■ BRIEF: Return verbatim the line containing "label the rough bark, a point per instance." together with all lines that follow it, through the end of the records.

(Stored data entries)
■ ■ ■ ■ ■ ■ ■
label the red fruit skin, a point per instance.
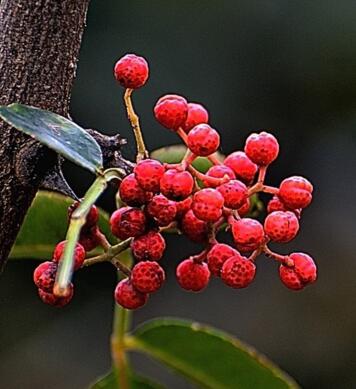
(262, 148)
(131, 71)
(176, 185)
(148, 174)
(303, 273)
(171, 111)
(234, 193)
(193, 276)
(183, 207)
(218, 171)
(79, 254)
(131, 192)
(248, 234)
(244, 169)
(128, 296)
(238, 272)
(148, 247)
(45, 275)
(195, 229)
(208, 204)
(147, 277)
(128, 222)
(296, 192)
(197, 114)
(162, 210)
(218, 255)
(55, 301)
(203, 140)
(281, 226)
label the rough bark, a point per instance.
(39, 46)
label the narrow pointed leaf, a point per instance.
(56, 132)
(46, 224)
(210, 358)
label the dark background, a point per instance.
(285, 65)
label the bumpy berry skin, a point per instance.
(238, 272)
(234, 193)
(128, 222)
(218, 255)
(244, 169)
(131, 71)
(296, 192)
(281, 226)
(248, 234)
(203, 140)
(171, 111)
(195, 229)
(218, 171)
(148, 247)
(193, 276)
(147, 277)
(162, 210)
(79, 254)
(45, 275)
(303, 273)
(131, 193)
(262, 148)
(56, 301)
(176, 185)
(148, 174)
(197, 114)
(128, 296)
■ ■ ■ ■ ■ ■ ■
■ RESPONSE:
label the rough bark, a point per instance.
(39, 46)
label the narrow pointed leaf, a point per instance.
(56, 132)
(46, 224)
(210, 358)
label the dark background, a point per instance.
(285, 65)
label the bumpy berry skin, a point per instance.
(238, 272)
(234, 193)
(128, 222)
(218, 255)
(244, 169)
(131, 71)
(296, 192)
(281, 226)
(248, 234)
(203, 140)
(171, 111)
(195, 229)
(218, 171)
(148, 247)
(193, 276)
(147, 277)
(162, 210)
(79, 254)
(45, 275)
(303, 273)
(131, 193)
(262, 148)
(56, 301)
(176, 185)
(148, 174)
(197, 114)
(128, 296)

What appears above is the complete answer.